Quote every entry word for word.
* Start *
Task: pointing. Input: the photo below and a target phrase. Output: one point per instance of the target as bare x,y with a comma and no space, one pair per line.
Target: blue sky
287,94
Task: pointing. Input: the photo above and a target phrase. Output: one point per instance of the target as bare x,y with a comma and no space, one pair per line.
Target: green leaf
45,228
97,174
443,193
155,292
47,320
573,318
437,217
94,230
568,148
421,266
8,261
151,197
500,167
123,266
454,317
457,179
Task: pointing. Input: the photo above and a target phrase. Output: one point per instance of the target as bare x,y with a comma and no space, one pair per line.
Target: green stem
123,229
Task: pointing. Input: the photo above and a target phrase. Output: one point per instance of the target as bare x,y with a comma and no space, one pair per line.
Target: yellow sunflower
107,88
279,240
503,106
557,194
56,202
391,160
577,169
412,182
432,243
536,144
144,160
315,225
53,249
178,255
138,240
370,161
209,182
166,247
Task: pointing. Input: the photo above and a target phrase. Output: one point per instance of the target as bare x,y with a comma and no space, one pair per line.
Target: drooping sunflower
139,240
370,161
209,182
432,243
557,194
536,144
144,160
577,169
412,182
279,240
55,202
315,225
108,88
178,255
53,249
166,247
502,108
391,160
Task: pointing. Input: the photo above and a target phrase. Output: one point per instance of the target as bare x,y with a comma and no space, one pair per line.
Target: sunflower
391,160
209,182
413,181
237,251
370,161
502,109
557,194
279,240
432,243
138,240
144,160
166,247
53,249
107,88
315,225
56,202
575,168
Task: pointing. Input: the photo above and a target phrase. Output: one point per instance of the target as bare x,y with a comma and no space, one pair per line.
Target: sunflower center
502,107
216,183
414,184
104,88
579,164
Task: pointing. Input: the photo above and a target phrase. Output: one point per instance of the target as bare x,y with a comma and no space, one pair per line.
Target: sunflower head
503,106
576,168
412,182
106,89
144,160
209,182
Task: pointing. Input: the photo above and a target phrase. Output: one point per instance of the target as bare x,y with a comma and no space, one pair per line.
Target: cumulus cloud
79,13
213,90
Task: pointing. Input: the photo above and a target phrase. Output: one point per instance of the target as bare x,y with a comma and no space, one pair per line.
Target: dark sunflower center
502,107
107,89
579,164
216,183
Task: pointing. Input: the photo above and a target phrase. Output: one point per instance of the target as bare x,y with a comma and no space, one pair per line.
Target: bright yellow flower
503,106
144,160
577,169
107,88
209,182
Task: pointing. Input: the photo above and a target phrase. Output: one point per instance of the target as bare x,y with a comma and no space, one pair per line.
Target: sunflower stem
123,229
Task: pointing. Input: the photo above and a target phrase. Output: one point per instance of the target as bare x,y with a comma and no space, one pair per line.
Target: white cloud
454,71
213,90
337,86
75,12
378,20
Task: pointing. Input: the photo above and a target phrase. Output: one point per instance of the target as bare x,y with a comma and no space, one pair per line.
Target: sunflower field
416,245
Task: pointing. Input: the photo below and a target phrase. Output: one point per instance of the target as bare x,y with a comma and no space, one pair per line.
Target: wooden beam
* End *
* **ANSWER TO THE PROBLEM**
Task: pointing. Input: the photo below and a target phrase. Output: one point per instance of the target as bare x,y with a comma and no space, one pair per line.
Target: blue sky
287,94
Task: pointing. Input: the photo above and a target phrase. Output: one point per instance of the target as bare x,y with a comma and no space, one pair per line.
Target: green leaf
45,228
97,174
443,193
155,292
47,320
573,318
437,217
94,230
568,148
421,266
8,261
151,197
500,167
123,266
454,317
457,179
Task: pointing. Input: the photo above and a target phrase. Output: one point per instance of the target as bare x,y with a comma and no space, one pair per line.
Target: green stem
123,229
Task: pointing. Input: the photo above and a target phrase. Output: one point per instance of the target as bare x,y with a comma and no space, one pair per line.
Target: yellow sunflower
107,88
279,240
503,106
557,194
56,202
391,160
577,169
412,182
432,243
536,144
144,160
315,225
53,249
178,255
138,240
370,161
209,182
166,247
Task: pointing. Input: the photo above and a target phrase. Output: one point per instance of the target as bare x,y with a comma and no space, one pair per line.
Target: drooping sunflower
139,240
370,161
209,182
432,243
557,194
536,144
144,160
577,169
412,182
279,240
55,202
315,225
108,88
178,255
53,249
166,247
502,108
391,160
Task: pointing. Input: the photo above and a target phrase. Output: one point per instance of the target as bare x,y with a comma and no space, one pair per line.
Target: sunflower
391,160
209,182
413,181
237,251
370,161
502,109
557,194
279,240
432,243
138,240
144,160
166,247
53,249
107,88
315,225
56,202
575,168
Task: pointing. Input: the photo above and a target phrase. Output: one point per instance of the target as bare x,y with a comma and no space, one pair per line.
Target: sunflower center
502,107
216,183
414,184
104,88
579,164
Task: pointing. Input: the photo above and a target phrase. Output: one point per instance of the target as bare x,y with a comma and no space, one pair per line.
Target: sunflower head
503,106
576,168
412,182
106,89
144,160
209,182
Task: pointing. Input: the photo above and a target phrase. Output: one point per instance of the target as bare x,y with a comma and no space, one pair per line.
Target: cumulus cloud
79,13
213,90
Task: pointing. Input: the photo above and a target phrase. Output: one point per instance of the target as bare x,y with a comma and no space, one pair per line.
Target: dark sunflower center
502,107
107,89
579,164
216,183
Task: pointing. Input: the photo above and a target phrase. Output: one point per instance of the target as bare x,y with a comma and no space, one pair per line.
Target: bright yellow flower
503,106
144,160
577,169
107,88
209,182
Task: pointing. Input: the photo above and a target phrase. Output: one point per instance of the target as bare x,y with a comma and no space, one pair per line.
Target: sunflower stem
123,229
Task: pointing. Input: the photo above and a target phrase. Output: one point per instance of the target as bare x,y with a comma and no space, one pair per line.
Target: white cloud
454,71
213,90
337,86
75,12
378,20
Task: pointing. Input: the photo above and a target phrase. Output: one point per instance of the target as bare x,y with a comma and no space, one pair per line.
Target: sunflower field
416,245
Task: pointing. Input: the photo below and a target phrase. Output: one point per instance of the target as bare x,y with a comma and no space, one pair per line.
Target: wooden beam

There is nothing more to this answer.